begin Stored data

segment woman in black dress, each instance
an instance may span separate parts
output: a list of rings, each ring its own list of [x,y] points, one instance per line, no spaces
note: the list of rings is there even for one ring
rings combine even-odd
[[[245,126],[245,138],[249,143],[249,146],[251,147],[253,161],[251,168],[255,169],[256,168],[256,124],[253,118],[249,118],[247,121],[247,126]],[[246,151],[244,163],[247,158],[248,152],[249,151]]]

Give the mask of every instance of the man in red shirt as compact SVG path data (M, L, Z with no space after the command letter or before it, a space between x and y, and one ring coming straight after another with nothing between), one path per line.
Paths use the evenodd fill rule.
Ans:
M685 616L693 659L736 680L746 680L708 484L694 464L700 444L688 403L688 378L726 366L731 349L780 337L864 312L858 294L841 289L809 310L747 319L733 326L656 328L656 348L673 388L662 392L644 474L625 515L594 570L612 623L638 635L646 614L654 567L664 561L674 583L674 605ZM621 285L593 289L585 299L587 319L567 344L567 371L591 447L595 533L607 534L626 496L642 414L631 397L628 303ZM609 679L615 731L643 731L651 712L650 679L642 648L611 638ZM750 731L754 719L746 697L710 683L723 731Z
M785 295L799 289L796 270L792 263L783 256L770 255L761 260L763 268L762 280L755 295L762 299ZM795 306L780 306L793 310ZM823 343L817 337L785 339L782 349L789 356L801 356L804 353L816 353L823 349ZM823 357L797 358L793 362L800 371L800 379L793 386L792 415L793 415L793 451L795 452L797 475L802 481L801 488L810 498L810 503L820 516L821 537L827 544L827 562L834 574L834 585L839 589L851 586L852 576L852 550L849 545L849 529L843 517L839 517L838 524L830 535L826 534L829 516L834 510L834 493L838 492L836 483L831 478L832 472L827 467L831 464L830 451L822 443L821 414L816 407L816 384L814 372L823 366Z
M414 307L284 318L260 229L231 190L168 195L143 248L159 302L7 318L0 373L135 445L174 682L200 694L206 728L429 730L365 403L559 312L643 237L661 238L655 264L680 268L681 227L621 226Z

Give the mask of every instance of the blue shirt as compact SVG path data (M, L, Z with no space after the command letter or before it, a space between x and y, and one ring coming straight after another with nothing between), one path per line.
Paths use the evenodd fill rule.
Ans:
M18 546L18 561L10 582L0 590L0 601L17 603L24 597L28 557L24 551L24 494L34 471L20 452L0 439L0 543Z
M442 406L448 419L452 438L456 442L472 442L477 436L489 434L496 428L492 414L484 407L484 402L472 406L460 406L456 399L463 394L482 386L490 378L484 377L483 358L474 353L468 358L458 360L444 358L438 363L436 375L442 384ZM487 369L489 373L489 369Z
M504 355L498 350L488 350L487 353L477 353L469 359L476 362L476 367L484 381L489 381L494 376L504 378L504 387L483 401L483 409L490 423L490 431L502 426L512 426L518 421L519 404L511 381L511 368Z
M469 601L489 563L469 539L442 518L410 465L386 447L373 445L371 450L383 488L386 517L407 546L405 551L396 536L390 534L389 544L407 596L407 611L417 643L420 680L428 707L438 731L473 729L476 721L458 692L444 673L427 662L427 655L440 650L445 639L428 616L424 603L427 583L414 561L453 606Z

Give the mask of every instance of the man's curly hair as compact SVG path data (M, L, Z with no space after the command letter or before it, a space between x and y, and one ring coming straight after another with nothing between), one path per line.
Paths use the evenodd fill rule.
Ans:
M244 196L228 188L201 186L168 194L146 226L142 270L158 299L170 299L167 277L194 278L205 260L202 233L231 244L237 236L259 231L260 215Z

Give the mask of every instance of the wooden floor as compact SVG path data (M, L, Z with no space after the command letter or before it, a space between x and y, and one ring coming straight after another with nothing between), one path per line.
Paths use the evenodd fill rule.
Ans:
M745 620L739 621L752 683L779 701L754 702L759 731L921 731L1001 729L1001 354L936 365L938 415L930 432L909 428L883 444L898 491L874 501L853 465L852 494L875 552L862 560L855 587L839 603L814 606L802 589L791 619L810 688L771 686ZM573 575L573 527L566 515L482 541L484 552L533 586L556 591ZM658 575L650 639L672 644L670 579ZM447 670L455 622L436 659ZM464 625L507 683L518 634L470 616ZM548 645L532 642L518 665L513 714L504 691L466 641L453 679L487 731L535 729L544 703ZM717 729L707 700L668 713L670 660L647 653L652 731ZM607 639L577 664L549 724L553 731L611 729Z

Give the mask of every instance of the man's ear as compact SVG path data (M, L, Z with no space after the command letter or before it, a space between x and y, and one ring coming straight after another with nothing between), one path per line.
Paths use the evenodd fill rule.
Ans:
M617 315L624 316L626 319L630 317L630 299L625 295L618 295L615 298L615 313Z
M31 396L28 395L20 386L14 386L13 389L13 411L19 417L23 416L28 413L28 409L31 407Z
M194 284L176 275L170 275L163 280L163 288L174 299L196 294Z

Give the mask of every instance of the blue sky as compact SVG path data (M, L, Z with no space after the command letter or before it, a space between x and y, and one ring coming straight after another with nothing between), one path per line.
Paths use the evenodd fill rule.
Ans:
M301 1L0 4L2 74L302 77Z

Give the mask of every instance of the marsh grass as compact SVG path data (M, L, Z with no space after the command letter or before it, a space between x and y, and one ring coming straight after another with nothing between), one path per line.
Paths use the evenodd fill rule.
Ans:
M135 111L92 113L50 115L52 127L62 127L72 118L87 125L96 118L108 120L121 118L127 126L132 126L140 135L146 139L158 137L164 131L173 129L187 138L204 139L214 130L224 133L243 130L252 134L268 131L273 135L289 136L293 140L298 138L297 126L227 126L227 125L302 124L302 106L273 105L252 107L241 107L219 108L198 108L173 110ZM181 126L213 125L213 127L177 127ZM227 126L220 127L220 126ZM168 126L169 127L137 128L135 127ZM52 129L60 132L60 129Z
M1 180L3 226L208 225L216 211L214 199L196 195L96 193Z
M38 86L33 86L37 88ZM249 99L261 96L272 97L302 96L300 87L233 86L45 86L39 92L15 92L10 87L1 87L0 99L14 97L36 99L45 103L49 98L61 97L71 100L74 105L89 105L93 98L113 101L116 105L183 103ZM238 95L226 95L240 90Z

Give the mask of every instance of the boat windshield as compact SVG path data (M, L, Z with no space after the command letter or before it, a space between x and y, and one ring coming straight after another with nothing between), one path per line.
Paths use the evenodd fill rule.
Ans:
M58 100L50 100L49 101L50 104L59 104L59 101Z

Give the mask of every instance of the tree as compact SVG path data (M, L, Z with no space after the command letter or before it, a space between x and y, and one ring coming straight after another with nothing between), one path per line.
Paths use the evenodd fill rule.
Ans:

end Stored data

• _To do_:
Reproduce the lines exactly, starting with the line that contains "Give the mask of every instance of the man's ear" and going on through the line that contains "M301 1L0 4L2 74L302 77Z".

• _Response for this exercise_:
Give the mask of every instance of the man's ear as compact SVG path data (M, L, Z with no space after the command letter or before it, a space between x and y, and one ring coming straight after another with nothing between), one path per line.
Paths use the evenodd fill rule.
Ans:
M617 315L624 316L626 319L630 317L630 299L625 295L618 295L615 298L615 313Z
M31 396L28 395L20 386L14 386L13 389L13 411L19 417L23 416L28 413L28 409L31 407Z
M194 284L176 275L170 275L163 280L163 288L174 299L196 294Z

Give the mask of every instance of the blue sky as compact SVG path data (M, L, Z with no space after the command letter or before it, a space between x and y, and one ring coming straight after another with nothing between), one path per line.
Paths use the evenodd fill rule.
Ans:
M301 1L0 4L2 74L302 77Z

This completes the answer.